↓↓↓

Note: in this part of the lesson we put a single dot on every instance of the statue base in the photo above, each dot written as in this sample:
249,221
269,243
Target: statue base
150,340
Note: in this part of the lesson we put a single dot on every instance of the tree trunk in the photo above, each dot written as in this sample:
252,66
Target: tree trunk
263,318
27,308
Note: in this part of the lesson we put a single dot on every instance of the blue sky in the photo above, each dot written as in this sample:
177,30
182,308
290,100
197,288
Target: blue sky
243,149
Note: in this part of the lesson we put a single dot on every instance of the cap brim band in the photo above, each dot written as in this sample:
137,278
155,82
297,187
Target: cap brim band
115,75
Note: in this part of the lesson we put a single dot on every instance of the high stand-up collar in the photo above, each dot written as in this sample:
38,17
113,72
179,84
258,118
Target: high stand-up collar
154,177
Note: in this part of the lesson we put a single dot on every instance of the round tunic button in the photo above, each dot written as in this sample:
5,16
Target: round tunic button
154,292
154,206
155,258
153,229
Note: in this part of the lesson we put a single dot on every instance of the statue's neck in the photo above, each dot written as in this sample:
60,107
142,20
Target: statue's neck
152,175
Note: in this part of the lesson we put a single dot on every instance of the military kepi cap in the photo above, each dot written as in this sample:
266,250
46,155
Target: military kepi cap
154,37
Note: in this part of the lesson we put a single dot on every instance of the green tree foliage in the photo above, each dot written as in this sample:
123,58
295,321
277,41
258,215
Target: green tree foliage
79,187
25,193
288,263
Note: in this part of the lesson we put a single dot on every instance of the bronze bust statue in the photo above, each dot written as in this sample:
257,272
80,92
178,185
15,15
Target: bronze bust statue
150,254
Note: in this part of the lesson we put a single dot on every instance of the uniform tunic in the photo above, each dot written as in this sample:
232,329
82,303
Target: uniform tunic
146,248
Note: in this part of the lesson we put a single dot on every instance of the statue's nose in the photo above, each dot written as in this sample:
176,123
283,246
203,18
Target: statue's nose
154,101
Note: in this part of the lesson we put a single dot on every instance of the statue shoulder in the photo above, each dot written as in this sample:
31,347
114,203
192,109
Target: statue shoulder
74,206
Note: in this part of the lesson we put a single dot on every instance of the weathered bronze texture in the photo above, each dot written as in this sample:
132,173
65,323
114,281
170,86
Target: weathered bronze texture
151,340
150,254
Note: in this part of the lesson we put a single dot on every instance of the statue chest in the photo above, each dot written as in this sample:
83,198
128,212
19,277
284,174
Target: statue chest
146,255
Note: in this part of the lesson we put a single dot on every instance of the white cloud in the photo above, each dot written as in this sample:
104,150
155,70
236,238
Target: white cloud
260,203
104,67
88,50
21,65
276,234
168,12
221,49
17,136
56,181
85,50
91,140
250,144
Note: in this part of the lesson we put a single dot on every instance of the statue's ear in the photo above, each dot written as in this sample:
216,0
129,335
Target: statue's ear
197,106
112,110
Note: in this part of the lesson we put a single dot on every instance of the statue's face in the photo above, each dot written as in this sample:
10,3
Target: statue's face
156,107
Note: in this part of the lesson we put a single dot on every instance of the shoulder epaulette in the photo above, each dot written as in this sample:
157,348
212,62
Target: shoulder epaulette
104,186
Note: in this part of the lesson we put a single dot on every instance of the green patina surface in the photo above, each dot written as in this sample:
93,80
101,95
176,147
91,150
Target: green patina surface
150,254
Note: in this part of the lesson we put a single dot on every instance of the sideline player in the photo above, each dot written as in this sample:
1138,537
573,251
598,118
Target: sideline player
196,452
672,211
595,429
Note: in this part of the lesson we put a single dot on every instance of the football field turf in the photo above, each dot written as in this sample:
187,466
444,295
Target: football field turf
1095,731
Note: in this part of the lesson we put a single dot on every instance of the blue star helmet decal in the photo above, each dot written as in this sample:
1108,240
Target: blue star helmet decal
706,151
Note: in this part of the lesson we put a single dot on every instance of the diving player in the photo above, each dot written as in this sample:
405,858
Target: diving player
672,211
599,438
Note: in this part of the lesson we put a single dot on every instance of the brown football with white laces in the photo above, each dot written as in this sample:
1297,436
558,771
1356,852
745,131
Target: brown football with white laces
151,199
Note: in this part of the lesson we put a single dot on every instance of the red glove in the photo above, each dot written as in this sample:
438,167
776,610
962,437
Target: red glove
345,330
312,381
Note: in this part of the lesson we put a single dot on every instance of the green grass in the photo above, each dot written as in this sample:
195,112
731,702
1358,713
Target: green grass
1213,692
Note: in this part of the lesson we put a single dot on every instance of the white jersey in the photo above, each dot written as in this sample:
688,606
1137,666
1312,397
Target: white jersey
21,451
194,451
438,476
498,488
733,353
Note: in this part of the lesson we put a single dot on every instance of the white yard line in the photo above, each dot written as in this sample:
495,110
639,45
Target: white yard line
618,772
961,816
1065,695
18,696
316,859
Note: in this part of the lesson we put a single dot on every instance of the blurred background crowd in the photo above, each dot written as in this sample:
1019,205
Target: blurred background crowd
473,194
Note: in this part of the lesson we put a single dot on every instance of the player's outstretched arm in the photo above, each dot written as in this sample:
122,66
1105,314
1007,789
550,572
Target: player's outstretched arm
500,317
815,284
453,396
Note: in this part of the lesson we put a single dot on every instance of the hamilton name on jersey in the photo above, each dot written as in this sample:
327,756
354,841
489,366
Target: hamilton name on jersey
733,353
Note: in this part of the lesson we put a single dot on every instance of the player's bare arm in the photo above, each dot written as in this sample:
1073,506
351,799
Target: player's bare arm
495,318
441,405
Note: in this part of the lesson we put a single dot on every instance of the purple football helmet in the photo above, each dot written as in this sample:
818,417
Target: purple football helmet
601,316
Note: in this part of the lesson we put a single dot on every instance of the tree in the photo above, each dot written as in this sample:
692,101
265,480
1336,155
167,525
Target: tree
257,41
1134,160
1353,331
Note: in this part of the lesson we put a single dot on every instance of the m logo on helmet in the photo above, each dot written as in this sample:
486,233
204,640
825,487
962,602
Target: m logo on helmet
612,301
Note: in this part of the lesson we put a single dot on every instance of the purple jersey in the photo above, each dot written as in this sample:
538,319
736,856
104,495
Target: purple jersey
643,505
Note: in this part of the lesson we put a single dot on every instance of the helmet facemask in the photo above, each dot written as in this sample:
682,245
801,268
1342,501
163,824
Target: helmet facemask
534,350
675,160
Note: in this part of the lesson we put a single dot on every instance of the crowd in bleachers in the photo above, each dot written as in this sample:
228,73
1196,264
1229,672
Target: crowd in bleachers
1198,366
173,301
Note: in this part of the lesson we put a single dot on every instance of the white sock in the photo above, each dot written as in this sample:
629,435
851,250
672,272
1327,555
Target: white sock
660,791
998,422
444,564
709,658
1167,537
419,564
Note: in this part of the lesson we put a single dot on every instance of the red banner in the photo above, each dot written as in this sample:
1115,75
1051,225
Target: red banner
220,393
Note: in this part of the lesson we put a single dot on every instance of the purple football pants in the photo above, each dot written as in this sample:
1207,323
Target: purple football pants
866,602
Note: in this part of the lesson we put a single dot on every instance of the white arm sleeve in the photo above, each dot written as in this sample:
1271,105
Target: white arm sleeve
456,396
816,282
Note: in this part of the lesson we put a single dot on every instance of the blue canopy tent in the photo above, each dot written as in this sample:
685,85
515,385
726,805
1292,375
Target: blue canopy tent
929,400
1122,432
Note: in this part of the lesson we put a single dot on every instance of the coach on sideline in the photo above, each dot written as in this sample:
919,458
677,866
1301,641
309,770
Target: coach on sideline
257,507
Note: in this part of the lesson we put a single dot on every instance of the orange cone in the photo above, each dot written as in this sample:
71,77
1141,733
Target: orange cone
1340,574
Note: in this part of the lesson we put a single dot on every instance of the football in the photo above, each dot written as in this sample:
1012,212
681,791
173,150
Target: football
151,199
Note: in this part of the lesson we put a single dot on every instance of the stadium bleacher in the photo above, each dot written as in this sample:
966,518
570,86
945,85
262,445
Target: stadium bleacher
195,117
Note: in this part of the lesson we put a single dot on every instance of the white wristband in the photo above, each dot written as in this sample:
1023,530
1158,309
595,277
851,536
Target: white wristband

↑↑↑

• [YOUR TASK]
From the line containing "the white sock" down to the last line, reproduce the records exactly. Include both ends.

• [SOLUTION FOR THIS TASK]
Note: in this part of the lesson we put a single dot on every instance of the white sock in the photo above, each dot written as in this sample:
629,435
851,250
672,272
1327,555
Target: white sock
660,791
998,422
444,564
709,658
1167,537
419,564
Note: in this part of the lesson we put a single dot on every instance of the red banner in the photo above, each dot written as in this sample:
1115,75
1051,225
Target: red banner
220,393
Note: in this part of the lesson we put a single dot on every instance of the purple football pants in the photo above, each dot written as in this sample:
1207,323
Target: purple football pants
866,602
Note: in this part of the lesson we put a single dot on every instance of the white arm sleeve in the photo above, each dot written as in this sample:
1271,105
Target: white arm sleeve
456,396
816,282
Note: in this part of the lesson we put a single dot on every instance of the blue canopy tent in the photo above, each dot written as in this sample:
685,85
515,385
726,805
1292,375
Target: blue canopy tent
929,400
1122,432
Note: in this part of the lesson we put a single dot on every instance of the coach on sideline in the photo above, each dot written as in this sample:
919,458
677,866
1301,641
309,770
Target: coach on sideline
257,507
Note: in this part of the lesson we put a single dot on every instance of the orange cone in the photo above, each dot written as in this sample:
71,77
1141,733
Target: orange cone
1340,574
Note: in this part of the lesson we put a single dot on every instance of the football in the photo above, each dot written as in this sample:
1012,212
681,791
173,150
Target: football
151,199
Note: in this part of the lesson we put a single dot on every instance of the stadium bleacher in the photo above, each dot written as in this sample:
966,518
570,86
945,85
262,445
Target: stadium bleacher
195,117
Note: in this part of the lesson we put a single dot on every instance of the white wristband in the photo above, each dot written as in this sample:
1023,530
1158,309
595,277
851,536
Target: white wristband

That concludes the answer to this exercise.